Work to complete
(A) According to the brewery interview, how much extra capacity per year will the new storage cellar provide?
(B) Carry on the brewery interview from the point where it stops.

Selected extract
A big one - the new gastronomy properties I mentioned, increased distribution on-trade, and the market is also shifting further in the direction of bottom-fermented beers. We were able to play a bigger part here with our Helles, which we introduced in the pandemic and released this year as a 0.33l variant. But it's clear that the biggest step we've taken is in the restaurant business.
A new storage cellar is being built
Will things continue like this in 2023?
If there's one thing we've learned from the past few years, it's that forecasts are becoming increasingly difficult. However, we can already say that we have a lot planned. In 2022, we were able to start up the new filtration system, which is not only more environmentally friendly, but also faster. The next major investment is scheduled for 2023 - in the weeks of December we signed the contracts for our latest construction project. Our new storage cellar is being built on the site of the old logistics facility, right next to the keg filling area. This will provide additional capacity for around 200,000 hectoliters per year. But that doesn't mean we'll be using it all right away (laughs). Several expansion stages are planned. First and foremost, this will give us more flexibility, the distances to the individual important departments such as keg and bottle filling, filtration, and dealcoholization will be shorter, and we will become a bit more efficient and sustainable again. This has become a key issue for us anyway, which is why we will continue to invest in this direction.
How exactly does your environmental statement fit in here?
With it, we are committing ourselves to continue working more sustainably and to continuously optimize our processes. Work is currently underway on photovoltaic systems for the logistics center and the brewery buildings. Particularly in the case of the logistics center, which is operated exclusively with green electricity, we will then be almost completely self-sufficient. We are also currently in contact with a truck manufacturer regarding e-vehicles; here, too, we hope that the negotiations will be concluded in 2023 and that we will be able to switch over. We are already aware of our responsibility towards the environment. The next step is to develop environmental management into sustainability management.
Digitization, optimization of processes - does this mean that the brewery must also grow in terms of employees?

Saved entries:
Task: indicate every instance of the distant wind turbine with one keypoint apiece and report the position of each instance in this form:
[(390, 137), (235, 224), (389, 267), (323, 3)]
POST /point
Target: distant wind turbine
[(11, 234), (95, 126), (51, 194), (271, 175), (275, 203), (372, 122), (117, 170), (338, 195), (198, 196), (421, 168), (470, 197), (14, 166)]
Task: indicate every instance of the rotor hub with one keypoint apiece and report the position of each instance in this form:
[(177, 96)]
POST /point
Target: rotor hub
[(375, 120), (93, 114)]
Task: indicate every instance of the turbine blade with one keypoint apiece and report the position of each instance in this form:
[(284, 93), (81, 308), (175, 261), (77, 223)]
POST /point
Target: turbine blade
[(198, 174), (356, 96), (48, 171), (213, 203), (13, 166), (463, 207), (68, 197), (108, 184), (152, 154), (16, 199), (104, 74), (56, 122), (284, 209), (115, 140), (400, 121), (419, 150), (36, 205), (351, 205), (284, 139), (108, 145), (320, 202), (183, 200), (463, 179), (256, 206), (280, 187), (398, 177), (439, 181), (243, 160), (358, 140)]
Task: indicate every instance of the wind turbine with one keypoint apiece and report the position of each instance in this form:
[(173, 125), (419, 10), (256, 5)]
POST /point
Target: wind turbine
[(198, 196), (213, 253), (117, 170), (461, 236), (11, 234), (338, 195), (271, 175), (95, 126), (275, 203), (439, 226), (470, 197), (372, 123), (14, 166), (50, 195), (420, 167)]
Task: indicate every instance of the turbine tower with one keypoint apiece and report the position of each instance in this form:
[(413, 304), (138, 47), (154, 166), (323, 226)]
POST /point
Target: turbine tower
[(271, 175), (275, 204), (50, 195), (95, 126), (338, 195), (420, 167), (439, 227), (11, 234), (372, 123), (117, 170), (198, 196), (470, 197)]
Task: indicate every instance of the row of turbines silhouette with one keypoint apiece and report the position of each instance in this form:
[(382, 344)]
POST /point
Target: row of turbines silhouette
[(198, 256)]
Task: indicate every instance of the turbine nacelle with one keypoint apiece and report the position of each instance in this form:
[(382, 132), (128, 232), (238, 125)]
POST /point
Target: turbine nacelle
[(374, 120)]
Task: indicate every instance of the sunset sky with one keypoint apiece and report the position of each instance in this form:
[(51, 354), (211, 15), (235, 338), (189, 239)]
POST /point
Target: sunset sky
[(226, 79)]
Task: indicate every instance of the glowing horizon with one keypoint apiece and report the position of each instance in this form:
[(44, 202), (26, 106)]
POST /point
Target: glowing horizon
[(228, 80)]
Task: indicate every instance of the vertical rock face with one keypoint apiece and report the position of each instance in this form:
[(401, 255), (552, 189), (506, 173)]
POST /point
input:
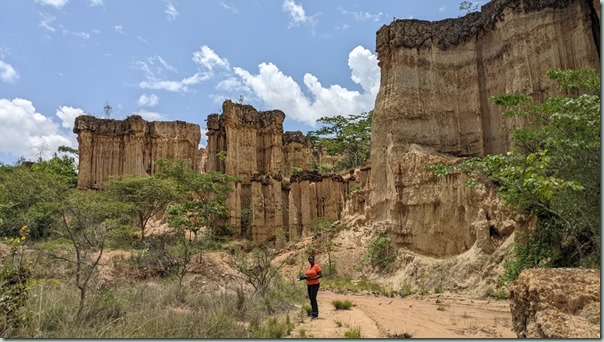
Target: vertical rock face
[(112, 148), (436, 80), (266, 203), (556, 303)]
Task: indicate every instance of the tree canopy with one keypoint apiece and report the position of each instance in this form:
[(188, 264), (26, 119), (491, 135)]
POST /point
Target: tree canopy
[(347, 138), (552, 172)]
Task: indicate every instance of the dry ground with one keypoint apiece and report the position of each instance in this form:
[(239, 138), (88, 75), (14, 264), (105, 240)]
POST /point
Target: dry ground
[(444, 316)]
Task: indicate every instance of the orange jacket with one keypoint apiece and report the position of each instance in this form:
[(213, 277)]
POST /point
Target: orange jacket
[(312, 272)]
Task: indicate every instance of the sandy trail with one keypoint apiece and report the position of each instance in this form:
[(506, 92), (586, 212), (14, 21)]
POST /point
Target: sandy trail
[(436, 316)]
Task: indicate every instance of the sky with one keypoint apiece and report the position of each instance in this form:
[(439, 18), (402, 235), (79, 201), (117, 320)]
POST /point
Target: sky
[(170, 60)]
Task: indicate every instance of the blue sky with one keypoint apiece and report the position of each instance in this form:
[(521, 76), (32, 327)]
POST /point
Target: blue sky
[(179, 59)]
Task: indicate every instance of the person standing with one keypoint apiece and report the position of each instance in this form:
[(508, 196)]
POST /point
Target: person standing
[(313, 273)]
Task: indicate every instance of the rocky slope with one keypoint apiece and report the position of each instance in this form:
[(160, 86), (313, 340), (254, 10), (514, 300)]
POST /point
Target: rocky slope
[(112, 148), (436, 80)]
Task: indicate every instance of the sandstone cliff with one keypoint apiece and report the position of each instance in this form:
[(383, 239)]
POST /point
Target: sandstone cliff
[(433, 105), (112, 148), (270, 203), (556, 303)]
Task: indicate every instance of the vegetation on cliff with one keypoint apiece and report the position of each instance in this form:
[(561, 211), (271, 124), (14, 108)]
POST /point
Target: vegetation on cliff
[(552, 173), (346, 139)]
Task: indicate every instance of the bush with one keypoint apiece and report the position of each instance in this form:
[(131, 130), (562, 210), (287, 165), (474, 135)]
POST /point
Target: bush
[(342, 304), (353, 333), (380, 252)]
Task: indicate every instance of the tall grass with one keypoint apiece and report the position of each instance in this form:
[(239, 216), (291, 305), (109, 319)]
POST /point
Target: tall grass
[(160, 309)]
==
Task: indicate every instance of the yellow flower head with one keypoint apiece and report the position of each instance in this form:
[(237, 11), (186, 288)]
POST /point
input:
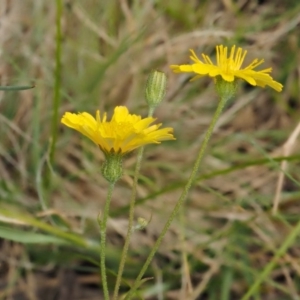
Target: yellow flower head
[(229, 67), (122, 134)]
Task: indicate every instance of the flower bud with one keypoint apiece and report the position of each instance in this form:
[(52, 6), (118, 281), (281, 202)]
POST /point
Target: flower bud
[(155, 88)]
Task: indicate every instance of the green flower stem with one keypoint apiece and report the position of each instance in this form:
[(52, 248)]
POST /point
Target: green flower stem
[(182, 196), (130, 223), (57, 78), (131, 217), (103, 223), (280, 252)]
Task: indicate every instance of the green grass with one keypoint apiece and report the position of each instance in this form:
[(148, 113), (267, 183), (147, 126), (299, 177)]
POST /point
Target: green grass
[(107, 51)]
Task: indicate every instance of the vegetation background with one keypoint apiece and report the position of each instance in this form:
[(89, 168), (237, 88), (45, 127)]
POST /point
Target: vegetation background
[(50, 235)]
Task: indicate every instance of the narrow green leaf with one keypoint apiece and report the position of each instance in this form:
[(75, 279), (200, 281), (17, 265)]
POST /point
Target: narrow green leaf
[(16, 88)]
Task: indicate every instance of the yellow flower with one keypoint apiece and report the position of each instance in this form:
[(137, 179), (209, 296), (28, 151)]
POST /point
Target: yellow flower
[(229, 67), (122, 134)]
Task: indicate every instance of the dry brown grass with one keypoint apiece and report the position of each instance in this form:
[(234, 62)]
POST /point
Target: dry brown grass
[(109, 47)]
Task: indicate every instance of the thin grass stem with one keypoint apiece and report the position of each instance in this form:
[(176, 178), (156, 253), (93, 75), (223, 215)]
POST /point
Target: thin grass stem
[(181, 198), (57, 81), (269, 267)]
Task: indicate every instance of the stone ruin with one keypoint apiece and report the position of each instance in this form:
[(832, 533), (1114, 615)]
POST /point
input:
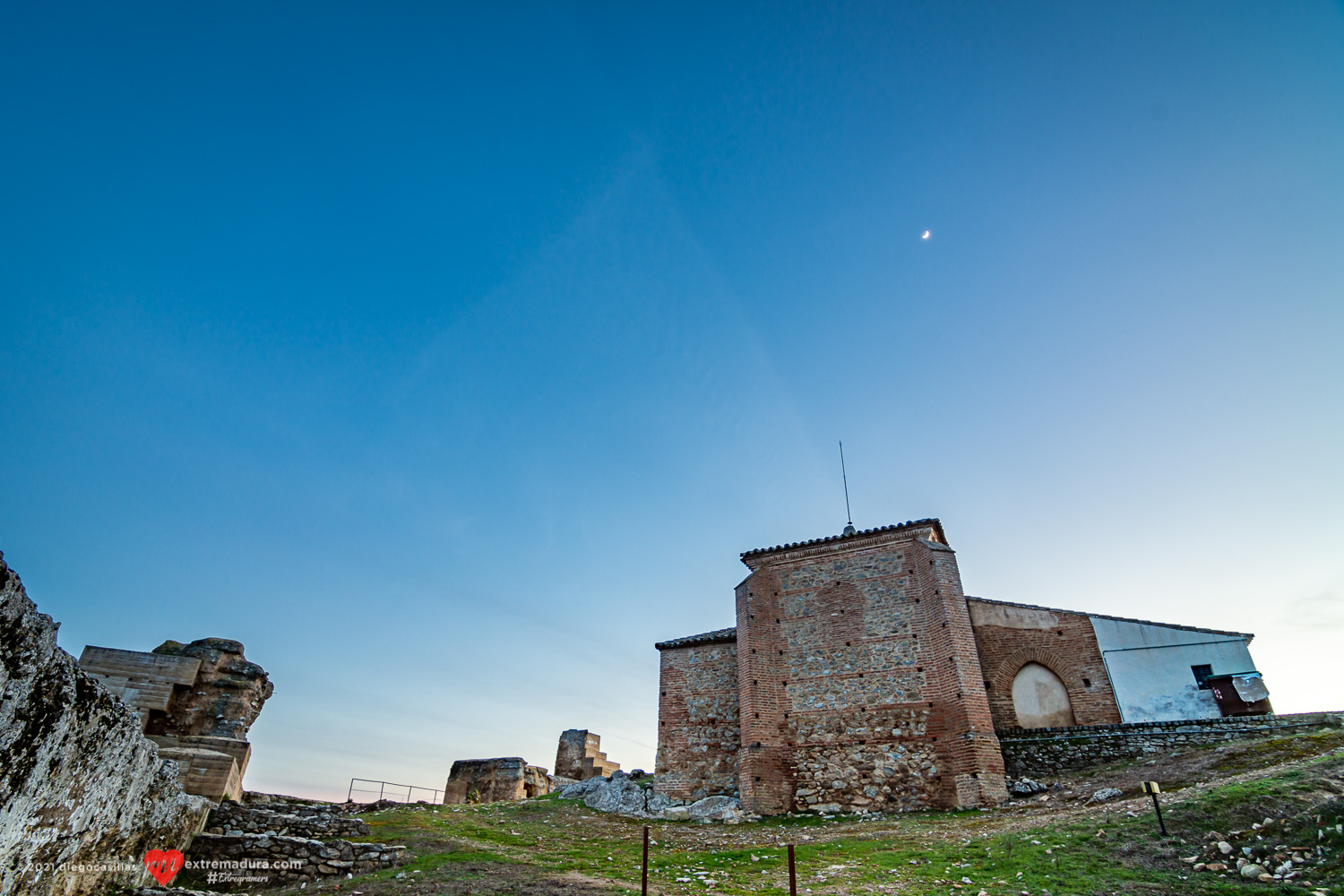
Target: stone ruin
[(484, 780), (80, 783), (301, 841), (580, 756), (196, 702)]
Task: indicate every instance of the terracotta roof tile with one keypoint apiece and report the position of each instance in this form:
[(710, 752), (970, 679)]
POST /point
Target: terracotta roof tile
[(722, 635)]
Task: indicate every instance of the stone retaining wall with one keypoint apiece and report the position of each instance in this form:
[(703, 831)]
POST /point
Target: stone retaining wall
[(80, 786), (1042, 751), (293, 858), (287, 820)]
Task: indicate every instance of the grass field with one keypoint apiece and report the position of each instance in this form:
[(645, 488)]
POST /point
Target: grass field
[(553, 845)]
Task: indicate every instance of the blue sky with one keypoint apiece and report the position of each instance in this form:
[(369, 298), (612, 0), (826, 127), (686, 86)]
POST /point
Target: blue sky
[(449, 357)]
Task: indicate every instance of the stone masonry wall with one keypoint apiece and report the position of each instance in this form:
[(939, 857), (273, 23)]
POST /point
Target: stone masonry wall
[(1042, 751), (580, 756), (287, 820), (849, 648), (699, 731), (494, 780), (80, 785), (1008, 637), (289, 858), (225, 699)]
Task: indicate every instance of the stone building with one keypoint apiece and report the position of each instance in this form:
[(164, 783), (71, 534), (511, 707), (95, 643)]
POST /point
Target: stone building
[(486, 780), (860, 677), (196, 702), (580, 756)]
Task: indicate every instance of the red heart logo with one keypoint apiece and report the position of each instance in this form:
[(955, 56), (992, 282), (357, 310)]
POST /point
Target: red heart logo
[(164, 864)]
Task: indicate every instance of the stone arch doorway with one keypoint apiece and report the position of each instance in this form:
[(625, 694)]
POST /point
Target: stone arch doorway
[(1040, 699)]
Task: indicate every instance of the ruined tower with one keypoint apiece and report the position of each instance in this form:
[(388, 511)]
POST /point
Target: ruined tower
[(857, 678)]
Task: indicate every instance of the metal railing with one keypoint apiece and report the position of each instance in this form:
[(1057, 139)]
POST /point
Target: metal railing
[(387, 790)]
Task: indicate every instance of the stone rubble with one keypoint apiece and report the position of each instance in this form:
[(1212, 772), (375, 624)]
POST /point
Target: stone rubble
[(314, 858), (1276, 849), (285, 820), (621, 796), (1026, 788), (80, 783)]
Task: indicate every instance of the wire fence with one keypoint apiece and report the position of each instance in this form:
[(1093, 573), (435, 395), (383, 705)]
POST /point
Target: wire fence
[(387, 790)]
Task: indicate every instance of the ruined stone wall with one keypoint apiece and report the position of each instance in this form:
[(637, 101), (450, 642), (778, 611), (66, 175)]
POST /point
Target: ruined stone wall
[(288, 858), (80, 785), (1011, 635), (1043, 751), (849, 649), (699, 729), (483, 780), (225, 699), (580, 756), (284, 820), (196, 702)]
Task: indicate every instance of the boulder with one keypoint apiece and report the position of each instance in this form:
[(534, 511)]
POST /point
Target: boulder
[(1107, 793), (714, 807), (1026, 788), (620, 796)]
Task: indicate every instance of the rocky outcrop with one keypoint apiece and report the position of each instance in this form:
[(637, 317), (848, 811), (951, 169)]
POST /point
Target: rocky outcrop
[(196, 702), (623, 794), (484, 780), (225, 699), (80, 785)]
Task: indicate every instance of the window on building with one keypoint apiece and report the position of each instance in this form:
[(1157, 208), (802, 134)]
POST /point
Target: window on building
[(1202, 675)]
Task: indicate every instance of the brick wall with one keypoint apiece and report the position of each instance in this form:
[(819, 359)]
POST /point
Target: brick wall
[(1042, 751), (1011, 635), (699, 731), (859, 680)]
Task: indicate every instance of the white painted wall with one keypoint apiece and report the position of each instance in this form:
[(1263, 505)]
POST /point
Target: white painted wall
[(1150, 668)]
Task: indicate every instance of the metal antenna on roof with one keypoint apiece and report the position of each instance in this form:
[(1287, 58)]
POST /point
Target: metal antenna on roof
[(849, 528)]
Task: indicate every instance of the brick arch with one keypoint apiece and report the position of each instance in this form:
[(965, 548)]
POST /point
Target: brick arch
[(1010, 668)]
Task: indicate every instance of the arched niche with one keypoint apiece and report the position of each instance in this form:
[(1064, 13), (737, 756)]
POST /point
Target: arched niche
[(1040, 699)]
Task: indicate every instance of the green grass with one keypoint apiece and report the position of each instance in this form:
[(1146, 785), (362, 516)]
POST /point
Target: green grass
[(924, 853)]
---
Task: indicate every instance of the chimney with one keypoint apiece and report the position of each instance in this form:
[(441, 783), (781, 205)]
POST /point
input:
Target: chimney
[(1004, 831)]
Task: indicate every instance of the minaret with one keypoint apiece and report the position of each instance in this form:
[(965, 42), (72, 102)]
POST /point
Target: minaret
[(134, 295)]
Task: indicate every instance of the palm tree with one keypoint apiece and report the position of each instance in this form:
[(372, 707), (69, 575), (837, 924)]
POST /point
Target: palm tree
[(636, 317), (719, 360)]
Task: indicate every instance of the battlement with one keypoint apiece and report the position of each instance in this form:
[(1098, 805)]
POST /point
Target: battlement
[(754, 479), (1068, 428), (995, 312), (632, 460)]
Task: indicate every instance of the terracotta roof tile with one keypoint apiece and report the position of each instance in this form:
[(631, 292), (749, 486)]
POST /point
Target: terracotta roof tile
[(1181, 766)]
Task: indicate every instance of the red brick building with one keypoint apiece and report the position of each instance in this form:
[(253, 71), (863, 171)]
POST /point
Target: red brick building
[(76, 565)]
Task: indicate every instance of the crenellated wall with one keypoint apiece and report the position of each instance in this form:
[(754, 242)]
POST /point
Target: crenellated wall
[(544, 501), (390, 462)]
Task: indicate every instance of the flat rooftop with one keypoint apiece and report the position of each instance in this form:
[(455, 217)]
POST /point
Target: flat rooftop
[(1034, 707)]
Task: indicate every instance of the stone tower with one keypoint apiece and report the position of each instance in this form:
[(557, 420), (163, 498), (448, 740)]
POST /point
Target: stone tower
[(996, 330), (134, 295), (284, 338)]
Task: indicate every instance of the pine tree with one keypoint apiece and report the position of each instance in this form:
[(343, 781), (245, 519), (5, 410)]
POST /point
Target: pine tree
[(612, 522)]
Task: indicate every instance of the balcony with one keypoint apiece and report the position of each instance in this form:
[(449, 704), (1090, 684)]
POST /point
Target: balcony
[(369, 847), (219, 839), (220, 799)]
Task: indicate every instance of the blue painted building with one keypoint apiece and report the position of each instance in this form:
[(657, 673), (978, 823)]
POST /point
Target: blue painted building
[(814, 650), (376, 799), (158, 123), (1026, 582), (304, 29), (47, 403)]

Responses per task
(A) Around 200,000 hectoliters per year.

(B)
Of course. We currently have around 180 employees, some of them have just joined in 2022! Otherwise, we would not be able to cope with the ever-increasing number of tasks. However, I would like to emphasize here that digitization does not automatically mean that jobs will be rationalized away. But the activities in almost all areas will certainly become more varied and interesting. After all, people should and will always be at the center of everything we do - that's what makes up our corporate culture - and it's of paramount importance in our brewery.
“We have very attractive and crate jobs here”
When it comes to growth, where is the end for the brewery - or is there no end at all?
Let's put it this way: in terms of space, after the new storage cellar there is nowhere left to grow (laughs). Then we've definitely reached an absolute limit here at Weihenstephaner Berg. Theoretically, it would still be possible to rebuild within the walls, but here, too, we have to see what makes sense and what does not. A new barrel bottling will probably come within the next few years. But yes: Actually, all capacities are now exhausted with the construction. In terms of employees, however, the end of the line has not yet been reached. As I said, we have very attractive and, above all, crisis-proof jobs here. Combined with challenging but also exciting work, this is a very good package that we can put together here.
So, in conclusion, you can give a positive outlook for 2023, can't you?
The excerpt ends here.